Another New Deal? Let’s Hope Not
The historical model that the Democrats are choosing to hold up as they ponder our financial crisis isn’t Harry Truman’s Fair Deal or Lyndon Johnson’s Great Society. It is Franklin D. Roosevelt’s New Deal. At least three economic reforms under discussion now were also central in the New Deal package. Trouble is, these reforms didn’t necessarily work well when they were first tried – and some failed outright.
Even more than specific New Deal projects, Obama and his fellow Democrats are evoking Roosevelt’s leadership style. In school, we learned that it was FDR’s personality that pulled the country through the Depression. If only, the suggestion is, we can have a strong enough leader, Americans will also find recovery again. We need some “bold persistent experimentation” of the Roosevelt variety.
There is evidence, however, that FDR’s very strength was a negative, because he used it to give himself a license to do true experimenting. In his second inaugural address, FDR said that he sought “an instrument of unimagined power for the establishment of a morally better world.”

Excerpted records –

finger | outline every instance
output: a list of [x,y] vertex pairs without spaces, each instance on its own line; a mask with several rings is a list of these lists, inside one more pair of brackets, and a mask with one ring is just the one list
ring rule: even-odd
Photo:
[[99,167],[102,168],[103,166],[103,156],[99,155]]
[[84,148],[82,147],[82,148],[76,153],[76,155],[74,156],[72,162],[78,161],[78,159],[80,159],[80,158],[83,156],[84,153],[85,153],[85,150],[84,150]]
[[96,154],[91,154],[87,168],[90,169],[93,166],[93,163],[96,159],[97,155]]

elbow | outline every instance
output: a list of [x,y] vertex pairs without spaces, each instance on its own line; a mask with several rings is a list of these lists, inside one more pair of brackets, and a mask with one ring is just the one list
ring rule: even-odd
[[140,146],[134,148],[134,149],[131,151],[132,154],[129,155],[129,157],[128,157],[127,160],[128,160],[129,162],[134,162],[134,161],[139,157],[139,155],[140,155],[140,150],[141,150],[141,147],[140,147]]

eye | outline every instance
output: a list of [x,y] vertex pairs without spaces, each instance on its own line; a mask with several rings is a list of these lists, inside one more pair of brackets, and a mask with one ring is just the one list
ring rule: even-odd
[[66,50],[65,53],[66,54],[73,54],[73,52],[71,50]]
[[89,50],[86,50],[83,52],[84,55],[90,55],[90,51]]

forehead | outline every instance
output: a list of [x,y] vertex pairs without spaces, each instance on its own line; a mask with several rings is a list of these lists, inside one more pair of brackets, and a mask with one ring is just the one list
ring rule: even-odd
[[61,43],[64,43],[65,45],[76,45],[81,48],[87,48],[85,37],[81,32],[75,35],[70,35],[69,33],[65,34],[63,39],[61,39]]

Exercise instructions –
**a.** Write out the New Deal essay in full, with every word unchanged.
**b.** In the records, substitute "point" for "vertex" across the stretch from the line containing "eye | outline every instance" through the line containing "[[89,50],[86,50],[83,52],[84,55],[90,55],[90,51]]". Return only those lines, otherwise unchanged.
The records and the essay come from unrelated sources.

Expected answers –
**a.**
Another New Deal? Let’s Hope Not
The historical model that the Democrats are choosing to hold up as they ponder our financial crisis isn’t Harry Truman’s Fair Deal or Lyndon Johnson’s Great Society. It is Franklin D. Roosevelt’s New Deal. At least three economic reforms under discussion now were also central in the New Deal package. Trouble is, these reforms didn’t necessarily work well when they were first tried – and some failed outright.
Even more than specific New Deal projects, Obama and his fellow Democrats are evoking Roosevelt’s leadership style. In school, we learned that it was FDR’s personality that pulled the country through the Depression. If only, the suggestion is, we can have a strong enough leader, Americans will also find recovery again. We need some “bold persistent experimentation” of the Roosevelt variety.
There is evidence, however, that FDR’s very strength was a negative, because he used it to give himself a license to do true experimenting. In his second inaugural address, FDR said that he sought “an instrument of unimagined power for the establishment of a morally better world.”

**b.**
eye | outline every instance
output: a list of [x,y] point pairs without spaces, each instance on its own line; a mask with several rings is a list of these lists, inside one more pair of brackets, and a mask with one ring is just the one list
ring rule: even-odd
[[66,50],[65,53],[66,54],[73,54],[73,52],[71,50]]
[[89,50],[86,50],[83,52],[84,55],[90,55],[90,51]]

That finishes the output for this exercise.